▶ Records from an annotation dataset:
------------------------------------------------

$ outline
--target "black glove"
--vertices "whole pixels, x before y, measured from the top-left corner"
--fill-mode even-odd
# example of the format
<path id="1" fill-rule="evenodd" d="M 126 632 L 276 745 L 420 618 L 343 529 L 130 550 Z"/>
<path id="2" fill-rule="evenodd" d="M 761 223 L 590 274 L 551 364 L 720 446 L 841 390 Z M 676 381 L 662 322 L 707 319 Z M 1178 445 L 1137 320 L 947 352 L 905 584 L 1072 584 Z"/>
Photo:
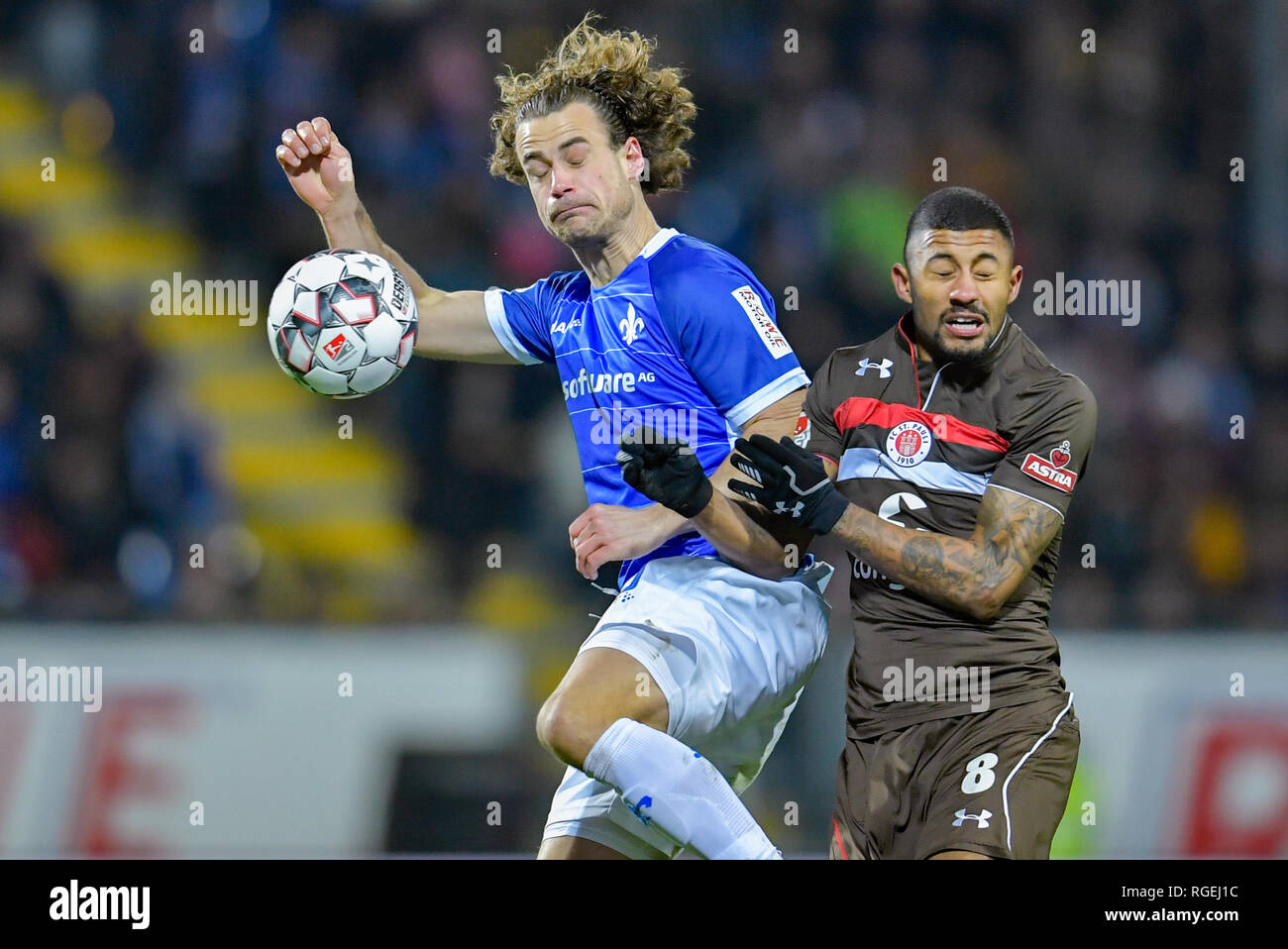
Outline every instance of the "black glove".
<path id="1" fill-rule="evenodd" d="M 620 448 L 622 478 L 649 501 L 685 518 L 696 516 L 711 501 L 711 482 L 684 439 L 663 438 L 641 426 L 623 434 Z"/>
<path id="2" fill-rule="evenodd" d="M 845 514 L 849 501 L 836 489 L 818 456 L 783 435 L 774 442 L 752 435 L 734 442 L 733 465 L 760 484 L 729 482 L 729 489 L 773 514 L 791 518 L 806 531 L 826 534 Z"/>

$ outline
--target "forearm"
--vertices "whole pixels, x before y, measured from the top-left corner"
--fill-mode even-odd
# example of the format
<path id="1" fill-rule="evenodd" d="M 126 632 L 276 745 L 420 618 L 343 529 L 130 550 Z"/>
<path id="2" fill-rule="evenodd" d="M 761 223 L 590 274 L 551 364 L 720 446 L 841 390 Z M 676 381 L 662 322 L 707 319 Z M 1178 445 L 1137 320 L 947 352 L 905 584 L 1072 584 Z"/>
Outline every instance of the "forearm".
<path id="1" fill-rule="evenodd" d="M 319 215 L 318 220 L 322 221 L 322 230 L 326 232 L 327 247 L 365 250 L 371 254 L 379 254 L 393 264 L 403 276 L 403 279 L 407 281 L 421 309 L 447 296 L 444 291 L 435 290 L 425 283 L 415 268 L 403 260 L 398 251 L 381 240 L 376 232 L 375 223 L 371 220 L 371 215 L 367 214 L 367 209 L 362 206 L 362 202 L 355 203 L 352 209 L 344 209 L 326 216 Z"/>
<path id="2" fill-rule="evenodd" d="M 891 581 L 975 619 L 990 619 L 1014 586 L 996 545 L 899 527 L 853 503 L 832 536 Z"/>

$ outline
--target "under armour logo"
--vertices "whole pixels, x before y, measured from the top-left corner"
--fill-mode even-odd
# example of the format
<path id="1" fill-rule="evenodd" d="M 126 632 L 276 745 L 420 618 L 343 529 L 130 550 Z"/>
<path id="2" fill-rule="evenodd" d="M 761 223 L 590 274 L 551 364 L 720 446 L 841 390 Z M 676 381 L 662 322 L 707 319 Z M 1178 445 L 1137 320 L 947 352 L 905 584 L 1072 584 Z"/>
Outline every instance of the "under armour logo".
<path id="1" fill-rule="evenodd" d="M 635 315 L 635 304 L 626 304 L 626 317 L 617 328 L 622 331 L 622 340 L 631 345 L 644 332 L 644 321 Z"/>
<path id="2" fill-rule="evenodd" d="M 854 375 L 855 376 L 862 376 L 868 370 L 880 370 L 881 371 L 881 379 L 890 379 L 890 367 L 891 366 L 894 366 L 894 363 L 890 359 L 882 359 L 881 362 L 875 363 L 871 359 L 864 358 L 864 359 L 862 359 L 859 362 L 859 368 L 857 368 L 854 371 Z"/>

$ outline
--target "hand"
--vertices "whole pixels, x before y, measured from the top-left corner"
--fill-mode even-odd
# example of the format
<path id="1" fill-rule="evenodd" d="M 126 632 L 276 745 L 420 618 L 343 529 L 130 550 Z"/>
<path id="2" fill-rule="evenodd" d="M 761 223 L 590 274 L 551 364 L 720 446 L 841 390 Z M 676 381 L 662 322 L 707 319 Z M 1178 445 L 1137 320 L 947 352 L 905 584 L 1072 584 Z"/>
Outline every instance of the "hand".
<path id="1" fill-rule="evenodd" d="M 734 452 L 733 466 L 760 482 L 730 480 L 734 493 L 815 534 L 828 533 L 845 514 L 850 502 L 832 484 L 823 462 L 787 435 L 778 442 L 759 434 L 750 442 L 739 438 Z"/>
<path id="2" fill-rule="evenodd" d="M 282 131 L 277 162 L 300 200 L 322 218 L 357 209 L 353 157 L 322 116 Z"/>
<path id="3" fill-rule="evenodd" d="M 684 518 L 694 518 L 711 501 L 711 482 L 702 462 L 680 438 L 635 429 L 622 435 L 617 464 L 622 478 L 649 501 L 657 501 Z"/>
<path id="4" fill-rule="evenodd" d="M 677 523 L 675 514 L 656 505 L 591 505 L 568 525 L 577 573 L 586 579 L 598 579 L 599 568 L 604 564 L 657 550 L 676 534 Z"/>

------------------------------------------------

▶ BRIEF: Scale the material from its start up to and including the line with "620 448 L 622", rewriting every line, with each coordinate in the answer outlines multiplied by 0.7 and rounded to a whole number, halves up. Leave all other numbers unchanged and leave out the picture.

▶ EXERCISE ANSWER:
$ outline
--target "black glove"
--vertices "whole pixels, x before y, measured from the top-left corner"
--fill-mode even-odd
# example of the format
<path id="1" fill-rule="evenodd" d="M 126 632 L 276 745 L 420 618 L 343 529 L 130 550 Z"/>
<path id="2" fill-rule="evenodd" d="M 761 223 L 590 274 L 551 364 L 720 446 L 841 390 Z M 676 381 L 662 322 L 707 319 Z M 1178 445 L 1137 320 L 947 352 L 905 584 L 1072 584 Z"/>
Photo:
Outline every instance of the "black glove".
<path id="1" fill-rule="evenodd" d="M 434 314 L 435 335 L 454 351 L 480 363 L 487 361 L 498 351 L 498 337 L 479 307 L 464 307 L 449 298 L 436 304 Z"/>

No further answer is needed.